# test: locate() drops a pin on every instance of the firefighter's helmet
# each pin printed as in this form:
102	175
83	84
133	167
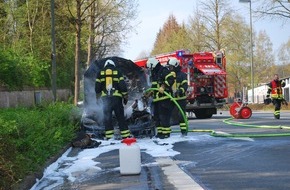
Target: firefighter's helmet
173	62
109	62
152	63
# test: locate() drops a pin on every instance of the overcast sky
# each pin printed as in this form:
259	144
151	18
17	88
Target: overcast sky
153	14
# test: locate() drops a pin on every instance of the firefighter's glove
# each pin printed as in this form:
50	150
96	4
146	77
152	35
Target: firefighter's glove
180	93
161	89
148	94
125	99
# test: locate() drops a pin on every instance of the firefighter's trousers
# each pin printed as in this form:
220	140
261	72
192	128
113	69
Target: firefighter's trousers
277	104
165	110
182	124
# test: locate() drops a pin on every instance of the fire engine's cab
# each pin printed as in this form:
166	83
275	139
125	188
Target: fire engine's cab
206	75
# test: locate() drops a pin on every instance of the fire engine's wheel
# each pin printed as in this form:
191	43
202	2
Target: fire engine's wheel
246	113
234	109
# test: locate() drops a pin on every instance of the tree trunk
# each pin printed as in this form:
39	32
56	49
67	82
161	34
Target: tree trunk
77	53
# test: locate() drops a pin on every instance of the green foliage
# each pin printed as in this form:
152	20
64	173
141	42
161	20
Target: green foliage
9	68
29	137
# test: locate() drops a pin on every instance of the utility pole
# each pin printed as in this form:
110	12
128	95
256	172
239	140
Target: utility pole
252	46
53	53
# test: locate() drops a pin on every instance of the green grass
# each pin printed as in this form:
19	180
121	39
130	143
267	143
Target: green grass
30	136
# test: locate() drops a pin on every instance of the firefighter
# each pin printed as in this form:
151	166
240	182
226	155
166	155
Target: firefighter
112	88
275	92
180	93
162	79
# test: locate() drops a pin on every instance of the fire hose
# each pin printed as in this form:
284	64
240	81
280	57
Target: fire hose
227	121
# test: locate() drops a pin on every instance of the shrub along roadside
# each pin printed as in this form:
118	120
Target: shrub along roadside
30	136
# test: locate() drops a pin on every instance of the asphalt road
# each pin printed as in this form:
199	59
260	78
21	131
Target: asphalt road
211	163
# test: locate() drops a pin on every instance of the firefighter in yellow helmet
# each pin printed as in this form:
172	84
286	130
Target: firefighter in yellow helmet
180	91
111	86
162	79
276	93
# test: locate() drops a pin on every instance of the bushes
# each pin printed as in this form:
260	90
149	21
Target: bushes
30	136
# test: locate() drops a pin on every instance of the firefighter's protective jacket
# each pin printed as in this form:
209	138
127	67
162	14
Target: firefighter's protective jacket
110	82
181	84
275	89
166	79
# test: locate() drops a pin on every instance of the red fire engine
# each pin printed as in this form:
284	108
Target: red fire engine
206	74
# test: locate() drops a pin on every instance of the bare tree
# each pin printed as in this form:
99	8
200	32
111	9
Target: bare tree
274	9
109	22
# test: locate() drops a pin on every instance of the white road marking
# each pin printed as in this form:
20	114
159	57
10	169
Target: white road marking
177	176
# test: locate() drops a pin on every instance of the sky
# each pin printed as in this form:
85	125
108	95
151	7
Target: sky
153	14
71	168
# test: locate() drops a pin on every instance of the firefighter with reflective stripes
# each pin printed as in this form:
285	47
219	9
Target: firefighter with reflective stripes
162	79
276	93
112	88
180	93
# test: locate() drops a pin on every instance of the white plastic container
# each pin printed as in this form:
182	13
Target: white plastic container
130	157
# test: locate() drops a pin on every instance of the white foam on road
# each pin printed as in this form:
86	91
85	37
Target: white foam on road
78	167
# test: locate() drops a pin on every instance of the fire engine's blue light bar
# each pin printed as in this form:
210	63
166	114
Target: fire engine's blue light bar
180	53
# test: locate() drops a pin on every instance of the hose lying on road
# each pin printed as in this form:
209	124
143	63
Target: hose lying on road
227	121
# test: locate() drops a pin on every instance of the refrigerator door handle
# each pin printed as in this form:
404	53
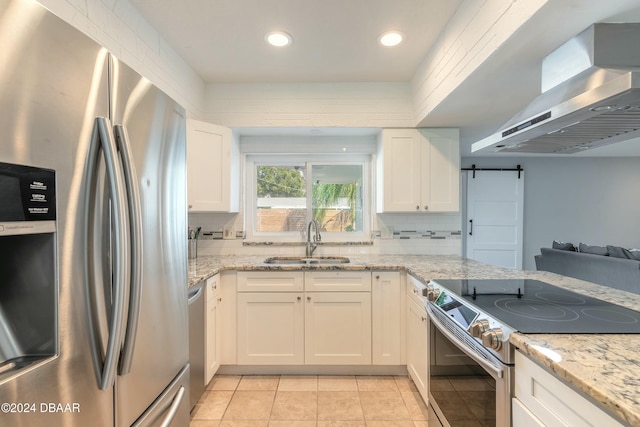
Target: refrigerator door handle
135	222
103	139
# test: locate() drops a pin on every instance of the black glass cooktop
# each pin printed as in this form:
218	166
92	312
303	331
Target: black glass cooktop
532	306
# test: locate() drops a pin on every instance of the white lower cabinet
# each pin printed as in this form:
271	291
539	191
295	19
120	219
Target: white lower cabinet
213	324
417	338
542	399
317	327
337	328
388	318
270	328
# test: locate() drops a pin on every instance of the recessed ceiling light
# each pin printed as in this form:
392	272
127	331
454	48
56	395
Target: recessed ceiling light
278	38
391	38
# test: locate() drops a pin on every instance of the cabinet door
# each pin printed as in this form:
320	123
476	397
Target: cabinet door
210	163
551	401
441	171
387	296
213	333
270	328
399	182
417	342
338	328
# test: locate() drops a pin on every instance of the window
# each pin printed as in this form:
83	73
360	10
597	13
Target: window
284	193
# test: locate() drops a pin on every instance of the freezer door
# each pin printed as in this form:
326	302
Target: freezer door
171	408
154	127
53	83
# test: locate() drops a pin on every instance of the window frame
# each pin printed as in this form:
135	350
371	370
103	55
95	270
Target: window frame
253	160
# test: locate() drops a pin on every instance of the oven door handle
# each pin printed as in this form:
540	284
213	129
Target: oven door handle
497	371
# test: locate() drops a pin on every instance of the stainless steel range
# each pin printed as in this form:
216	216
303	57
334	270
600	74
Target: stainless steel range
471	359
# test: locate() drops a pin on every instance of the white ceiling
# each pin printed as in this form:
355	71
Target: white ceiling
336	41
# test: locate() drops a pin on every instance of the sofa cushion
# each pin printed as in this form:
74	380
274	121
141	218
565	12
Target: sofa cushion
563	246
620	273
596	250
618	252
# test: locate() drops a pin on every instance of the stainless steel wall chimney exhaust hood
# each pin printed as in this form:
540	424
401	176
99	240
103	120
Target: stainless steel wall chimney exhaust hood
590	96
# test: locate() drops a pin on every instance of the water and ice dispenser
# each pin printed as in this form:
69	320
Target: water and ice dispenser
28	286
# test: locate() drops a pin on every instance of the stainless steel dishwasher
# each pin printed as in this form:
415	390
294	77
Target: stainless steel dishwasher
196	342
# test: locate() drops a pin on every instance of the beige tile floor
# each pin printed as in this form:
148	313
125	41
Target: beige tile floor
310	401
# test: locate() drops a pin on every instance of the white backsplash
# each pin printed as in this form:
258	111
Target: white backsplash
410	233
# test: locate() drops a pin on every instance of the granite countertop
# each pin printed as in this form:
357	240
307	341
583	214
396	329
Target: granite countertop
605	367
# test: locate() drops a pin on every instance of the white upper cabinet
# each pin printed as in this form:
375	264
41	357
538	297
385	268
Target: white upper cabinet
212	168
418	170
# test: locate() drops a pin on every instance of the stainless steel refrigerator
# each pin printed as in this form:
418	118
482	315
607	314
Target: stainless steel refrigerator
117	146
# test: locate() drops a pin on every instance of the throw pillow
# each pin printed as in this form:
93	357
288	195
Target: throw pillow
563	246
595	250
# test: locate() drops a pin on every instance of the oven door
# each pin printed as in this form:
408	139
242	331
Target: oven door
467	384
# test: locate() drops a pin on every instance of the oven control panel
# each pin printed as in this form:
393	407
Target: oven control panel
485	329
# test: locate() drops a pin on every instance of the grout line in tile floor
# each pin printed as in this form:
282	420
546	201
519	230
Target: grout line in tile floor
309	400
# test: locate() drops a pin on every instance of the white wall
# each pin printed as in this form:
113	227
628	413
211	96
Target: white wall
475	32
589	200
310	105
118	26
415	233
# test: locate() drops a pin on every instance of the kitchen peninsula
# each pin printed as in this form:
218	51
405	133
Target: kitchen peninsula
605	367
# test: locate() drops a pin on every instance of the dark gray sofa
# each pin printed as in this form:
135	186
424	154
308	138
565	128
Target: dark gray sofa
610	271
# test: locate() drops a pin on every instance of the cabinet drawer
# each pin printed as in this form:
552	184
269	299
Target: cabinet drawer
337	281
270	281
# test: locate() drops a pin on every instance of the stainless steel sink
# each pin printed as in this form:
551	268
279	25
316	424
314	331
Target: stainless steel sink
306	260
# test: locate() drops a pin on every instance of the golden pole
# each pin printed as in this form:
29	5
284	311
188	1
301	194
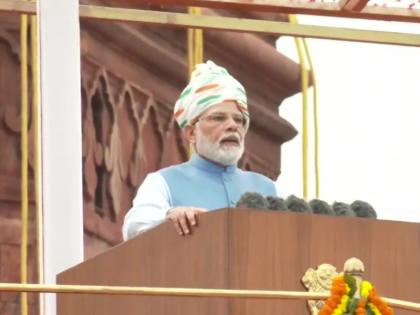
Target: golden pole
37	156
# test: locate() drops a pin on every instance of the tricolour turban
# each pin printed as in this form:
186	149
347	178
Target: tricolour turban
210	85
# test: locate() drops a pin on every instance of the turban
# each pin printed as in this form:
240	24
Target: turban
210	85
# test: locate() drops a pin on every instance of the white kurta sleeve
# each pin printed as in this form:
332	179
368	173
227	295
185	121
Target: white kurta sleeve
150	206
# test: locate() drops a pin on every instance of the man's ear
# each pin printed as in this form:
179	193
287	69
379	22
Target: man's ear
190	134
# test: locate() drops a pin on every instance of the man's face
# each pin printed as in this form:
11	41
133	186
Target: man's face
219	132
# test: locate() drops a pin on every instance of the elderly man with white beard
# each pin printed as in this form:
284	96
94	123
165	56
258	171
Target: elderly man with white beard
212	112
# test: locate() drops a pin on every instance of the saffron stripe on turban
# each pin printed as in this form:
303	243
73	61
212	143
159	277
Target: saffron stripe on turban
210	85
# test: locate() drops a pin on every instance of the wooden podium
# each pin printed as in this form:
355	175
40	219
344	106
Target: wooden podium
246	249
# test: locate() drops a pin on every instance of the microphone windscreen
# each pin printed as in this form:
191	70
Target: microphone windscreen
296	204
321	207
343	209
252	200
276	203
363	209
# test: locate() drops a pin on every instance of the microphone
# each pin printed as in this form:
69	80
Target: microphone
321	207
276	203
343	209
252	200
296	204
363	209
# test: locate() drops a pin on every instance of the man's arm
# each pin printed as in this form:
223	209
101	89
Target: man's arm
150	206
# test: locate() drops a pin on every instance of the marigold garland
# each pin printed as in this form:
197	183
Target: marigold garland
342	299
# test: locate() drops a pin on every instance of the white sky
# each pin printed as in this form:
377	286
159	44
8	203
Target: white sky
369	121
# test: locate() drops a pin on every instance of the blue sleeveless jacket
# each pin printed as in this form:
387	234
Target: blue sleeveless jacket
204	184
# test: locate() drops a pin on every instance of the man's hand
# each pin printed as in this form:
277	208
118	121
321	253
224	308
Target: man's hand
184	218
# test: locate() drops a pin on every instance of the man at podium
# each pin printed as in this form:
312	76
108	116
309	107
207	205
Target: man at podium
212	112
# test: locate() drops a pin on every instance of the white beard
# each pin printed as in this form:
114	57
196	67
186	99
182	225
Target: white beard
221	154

○ ○ ○ ○ ○ ○ ○

Aim of the exercise. Copy the records word for word, starting from the first line containing "the marigold garland" and ending with the final line of the records.

Correct answer.
# test: locate() drops a pin on every instance of the marigold garland
# each pin printed as in this form:
197	183
Target: marigold garland
342	299
# test: locate() drops a pin on every instance of the white sky
# each pin printed as in this form:
377	286
159	44
8	203
Target: white sky
369	121
# test: locate() drops a pin on every instance of the blue sleeveless jacket
# each pin printed as in this form:
387	234
Target: blue sleeveless jacket
204	184
# test: locate() drops a pin on every instance of the man's hand
# each pin printed as in this form:
277	208
118	121
321	253
224	308
Target: man's hand
184	218
# test: locate() drops a pin on every instance of the man at podium
# each pin printed as in this form:
312	76
108	116
309	107
207	205
Target: man at podium
212	112
# test: locate() drops a pin on every instance of the white beard
# each pin printed as in this form:
114	57
196	67
186	99
182	225
Target: white beard
221	154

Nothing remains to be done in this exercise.